*Work to be completed*
Echo the lines below word for word, leaving out the pictures.

(Point-based annotation data)

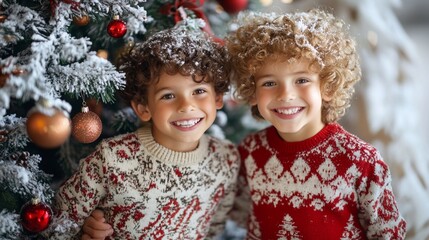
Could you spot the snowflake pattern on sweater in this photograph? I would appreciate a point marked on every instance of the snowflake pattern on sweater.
(150, 192)
(330, 186)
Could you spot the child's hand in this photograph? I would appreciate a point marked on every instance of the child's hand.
(95, 228)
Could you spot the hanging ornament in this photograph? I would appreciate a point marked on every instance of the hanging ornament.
(87, 126)
(81, 20)
(35, 216)
(48, 131)
(117, 28)
(233, 6)
(4, 77)
(95, 106)
(21, 158)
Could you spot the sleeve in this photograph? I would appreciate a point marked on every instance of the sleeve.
(217, 225)
(80, 194)
(378, 212)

*Full response*
Could you spot the snowflake pattern on sweater in this photograph? I would appreciate a point marked on every instance of the snowflake pattern on sweater.
(150, 192)
(330, 186)
Could you spot the child's hand in this photograph? I would appreciate a point marked on every instance of the child's hand.
(95, 228)
Could you spot the hanging ornament in this photograph? I would appreciate a point marked on every instance of the hanging ornament.
(87, 126)
(81, 20)
(35, 216)
(48, 131)
(117, 28)
(233, 6)
(4, 77)
(95, 106)
(21, 158)
Could you spot the sleeve in this photograph? I would appreciate a point marked on every instance of the sleeve.
(217, 225)
(80, 194)
(378, 212)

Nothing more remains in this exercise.